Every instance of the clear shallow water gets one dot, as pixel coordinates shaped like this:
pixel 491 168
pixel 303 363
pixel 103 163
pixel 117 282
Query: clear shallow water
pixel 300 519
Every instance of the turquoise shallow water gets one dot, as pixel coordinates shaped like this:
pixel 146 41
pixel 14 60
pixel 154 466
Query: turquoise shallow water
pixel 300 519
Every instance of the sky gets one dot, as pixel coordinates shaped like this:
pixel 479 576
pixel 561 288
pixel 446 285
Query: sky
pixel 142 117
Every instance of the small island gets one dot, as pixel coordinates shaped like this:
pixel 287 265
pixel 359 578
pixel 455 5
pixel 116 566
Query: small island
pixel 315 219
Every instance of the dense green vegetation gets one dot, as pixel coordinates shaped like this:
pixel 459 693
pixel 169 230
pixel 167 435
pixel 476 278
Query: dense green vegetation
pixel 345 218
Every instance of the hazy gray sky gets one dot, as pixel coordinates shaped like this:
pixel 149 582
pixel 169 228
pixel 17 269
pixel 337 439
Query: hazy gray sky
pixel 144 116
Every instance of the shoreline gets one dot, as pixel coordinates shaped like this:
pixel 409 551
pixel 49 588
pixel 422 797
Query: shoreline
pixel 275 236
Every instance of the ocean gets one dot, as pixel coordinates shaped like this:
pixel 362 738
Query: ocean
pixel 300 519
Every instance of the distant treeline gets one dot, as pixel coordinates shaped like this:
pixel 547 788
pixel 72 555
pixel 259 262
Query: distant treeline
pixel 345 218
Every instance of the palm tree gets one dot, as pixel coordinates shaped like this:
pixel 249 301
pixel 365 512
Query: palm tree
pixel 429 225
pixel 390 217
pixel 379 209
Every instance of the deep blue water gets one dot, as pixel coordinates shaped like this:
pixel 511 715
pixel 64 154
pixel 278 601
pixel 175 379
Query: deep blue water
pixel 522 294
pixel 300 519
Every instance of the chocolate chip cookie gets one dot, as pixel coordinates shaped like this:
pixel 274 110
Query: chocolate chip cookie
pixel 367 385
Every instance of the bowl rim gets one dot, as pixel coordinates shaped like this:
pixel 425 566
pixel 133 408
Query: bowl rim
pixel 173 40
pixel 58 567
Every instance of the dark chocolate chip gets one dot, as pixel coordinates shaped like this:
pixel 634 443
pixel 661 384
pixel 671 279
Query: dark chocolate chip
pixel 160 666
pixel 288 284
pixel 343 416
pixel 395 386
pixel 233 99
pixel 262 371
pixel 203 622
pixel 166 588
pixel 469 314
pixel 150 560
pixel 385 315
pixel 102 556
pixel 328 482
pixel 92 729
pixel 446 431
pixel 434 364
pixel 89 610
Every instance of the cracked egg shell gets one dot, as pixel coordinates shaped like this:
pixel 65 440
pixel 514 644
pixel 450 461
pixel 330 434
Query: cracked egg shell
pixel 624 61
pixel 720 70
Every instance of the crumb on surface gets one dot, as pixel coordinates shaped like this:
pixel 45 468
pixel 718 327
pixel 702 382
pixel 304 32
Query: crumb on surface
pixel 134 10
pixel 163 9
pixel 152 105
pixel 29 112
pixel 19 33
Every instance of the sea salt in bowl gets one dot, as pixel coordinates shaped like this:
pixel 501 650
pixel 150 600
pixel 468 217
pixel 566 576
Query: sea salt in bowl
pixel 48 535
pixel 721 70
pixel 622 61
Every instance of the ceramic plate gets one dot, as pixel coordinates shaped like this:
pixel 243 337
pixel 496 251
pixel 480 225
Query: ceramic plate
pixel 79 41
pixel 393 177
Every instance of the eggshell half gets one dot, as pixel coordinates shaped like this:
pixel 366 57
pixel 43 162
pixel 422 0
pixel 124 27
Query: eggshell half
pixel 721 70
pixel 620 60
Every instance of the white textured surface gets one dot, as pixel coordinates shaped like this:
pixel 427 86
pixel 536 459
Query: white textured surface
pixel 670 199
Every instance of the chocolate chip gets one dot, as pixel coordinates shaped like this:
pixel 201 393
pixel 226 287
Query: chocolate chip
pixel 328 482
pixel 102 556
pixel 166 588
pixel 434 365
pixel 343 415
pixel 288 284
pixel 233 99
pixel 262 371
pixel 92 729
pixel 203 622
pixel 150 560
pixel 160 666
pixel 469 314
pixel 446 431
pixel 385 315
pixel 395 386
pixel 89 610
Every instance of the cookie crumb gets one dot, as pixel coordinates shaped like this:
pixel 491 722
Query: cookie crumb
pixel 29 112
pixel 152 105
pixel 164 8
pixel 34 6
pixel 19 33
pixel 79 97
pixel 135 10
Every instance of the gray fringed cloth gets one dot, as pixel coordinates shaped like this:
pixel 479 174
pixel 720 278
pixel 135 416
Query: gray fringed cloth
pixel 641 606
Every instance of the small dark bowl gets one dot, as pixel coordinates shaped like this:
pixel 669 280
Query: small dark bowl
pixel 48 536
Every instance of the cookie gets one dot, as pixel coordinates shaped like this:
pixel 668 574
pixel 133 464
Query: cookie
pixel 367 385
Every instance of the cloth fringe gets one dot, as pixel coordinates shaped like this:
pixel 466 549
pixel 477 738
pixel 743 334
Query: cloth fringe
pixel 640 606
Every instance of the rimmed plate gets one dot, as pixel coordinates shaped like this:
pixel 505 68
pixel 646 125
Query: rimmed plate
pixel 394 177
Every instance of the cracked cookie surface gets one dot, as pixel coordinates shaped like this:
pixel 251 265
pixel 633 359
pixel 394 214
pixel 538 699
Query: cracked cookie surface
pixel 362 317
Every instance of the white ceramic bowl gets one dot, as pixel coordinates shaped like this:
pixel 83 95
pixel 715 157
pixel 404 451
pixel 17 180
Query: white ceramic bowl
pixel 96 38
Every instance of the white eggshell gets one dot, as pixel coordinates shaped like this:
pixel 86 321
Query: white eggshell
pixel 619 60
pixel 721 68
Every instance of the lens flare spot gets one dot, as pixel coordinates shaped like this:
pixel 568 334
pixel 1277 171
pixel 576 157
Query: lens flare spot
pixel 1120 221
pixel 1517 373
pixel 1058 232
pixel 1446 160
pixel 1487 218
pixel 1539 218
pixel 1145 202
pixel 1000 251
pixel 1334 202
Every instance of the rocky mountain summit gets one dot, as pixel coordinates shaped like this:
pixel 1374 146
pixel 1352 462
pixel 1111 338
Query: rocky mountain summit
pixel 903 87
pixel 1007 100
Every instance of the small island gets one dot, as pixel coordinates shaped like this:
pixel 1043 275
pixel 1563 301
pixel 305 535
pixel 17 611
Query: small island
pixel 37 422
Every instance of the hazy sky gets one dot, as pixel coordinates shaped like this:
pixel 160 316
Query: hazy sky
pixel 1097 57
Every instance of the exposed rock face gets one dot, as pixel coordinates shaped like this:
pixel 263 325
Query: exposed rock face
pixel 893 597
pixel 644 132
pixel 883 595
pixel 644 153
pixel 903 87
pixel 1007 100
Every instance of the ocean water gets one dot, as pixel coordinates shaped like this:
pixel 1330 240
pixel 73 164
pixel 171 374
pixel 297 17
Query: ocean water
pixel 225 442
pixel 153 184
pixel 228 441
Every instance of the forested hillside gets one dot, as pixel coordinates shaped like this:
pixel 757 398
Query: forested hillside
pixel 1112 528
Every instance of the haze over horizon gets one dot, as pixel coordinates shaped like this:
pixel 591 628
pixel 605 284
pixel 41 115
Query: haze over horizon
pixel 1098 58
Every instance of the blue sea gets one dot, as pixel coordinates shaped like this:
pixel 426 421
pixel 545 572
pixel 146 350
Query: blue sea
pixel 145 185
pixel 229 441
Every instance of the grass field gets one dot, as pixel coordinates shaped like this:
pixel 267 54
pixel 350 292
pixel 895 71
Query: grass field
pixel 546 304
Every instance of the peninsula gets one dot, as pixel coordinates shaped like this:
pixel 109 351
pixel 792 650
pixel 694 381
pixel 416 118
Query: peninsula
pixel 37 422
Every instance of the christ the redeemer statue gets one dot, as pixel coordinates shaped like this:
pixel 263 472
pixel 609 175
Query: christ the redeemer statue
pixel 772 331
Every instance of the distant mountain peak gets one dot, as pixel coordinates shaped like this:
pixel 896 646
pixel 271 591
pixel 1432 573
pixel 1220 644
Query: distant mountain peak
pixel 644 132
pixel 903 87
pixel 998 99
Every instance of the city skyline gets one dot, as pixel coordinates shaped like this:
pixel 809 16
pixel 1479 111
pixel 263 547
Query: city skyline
· · · ·
▶ _Given instruction_
Lay out as a JSON list of strings, one string per line with blank lines omitted, the entries starting with the line that contains "Every instance of the lens" and going on through the line that contains "pixel 546 304".

▶ _Solution for this task_
[
  "Every instance of the lens flare spot gets one dot, as pixel coordinates shaped like this:",
  "pixel 568 334",
  "pixel 1277 171",
  "pixel 576 157",
  "Query: lens flare spot",
  "pixel 1120 221",
  "pixel 1517 373",
  "pixel 1058 232",
  "pixel 1446 160",
  "pixel 1487 218",
  "pixel 1539 218",
  "pixel 1145 202",
  "pixel 1000 251",
  "pixel 1334 202",
  "Every instance of the rocky mountain summit gets one dot, as pixel coordinates shaped like this:",
  "pixel 1374 146",
  "pixel 1352 462",
  "pixel 1111 338",
  "Query: rocky mountain summit",
  "pixel 903 87",
  "pixel 1007 100",
  "Every instance of the small island gets one dot, as pixel coordinates shaped like this:",
  "pixel 1043 275",
  "pixel 1563 301",
  "pixel 305 535",
  "pixel 17 611",
  "Query: small island",
  "pixel 37 422",
  "Every instance of the hazy sky gets one dot, as pixel coordinates shaped like this:",
  "pixel 160 316",
  "Query: hazy sky",
  "pixel 1097 57",
  "Every instance of the exposed rock face gets one dot, as pixel coordinates shaped like this:",
  "pixel 263 325",
  "Query: exposed rock face",
  "pixel 893 597",
  "pixel 644 132",
  "pixel 883 595",
  "pixel 644 153",
  "pixel 903 87",
  "pixel 1007 100",
  "Every instance of the ocean water gets one dot, as pixel coordinates shaped like this:",
  "pixel 1330 240",
  "pixel 73 164",
  "pixel 171 374",
  "pixel 297 17",
  "Query: ocean water",
  "pixel 225 442",
  "pixel 153 184",
  "pixel 228 441",
  "Every instance of the forested hillside gets one dot, as pixel coordinates shaped like this:",
  "pixel 757 398",
  "Query: forested hillside",
  "pixel 1112 528",
  "Every instance of the haze over horizon gets one dot, as pixel coordinates shaped like this:",
  "pixel 591 628",
  "pixel 605 284",
  "pixel 41 115",
  "Query: haze over horizon",
  "pixel 1098 58",
  "Every instance of the blue sea gets one dot, as pixel coordinates shaped like this:",
  "pixel 426 421",
  "pixel 545 572",
  "pixel 146 350",
  "Query: blue sea",
  "pixel 145 185",
  "pixel 229 441",
  "Every instance of the grass field gets one dot, as pixel coordinates shaped like this:",
  "pixel 267 54",
  "pixel 350 292",
  "pixel 895 71",
  "Query: grass field",
  "pixel 546 304"
]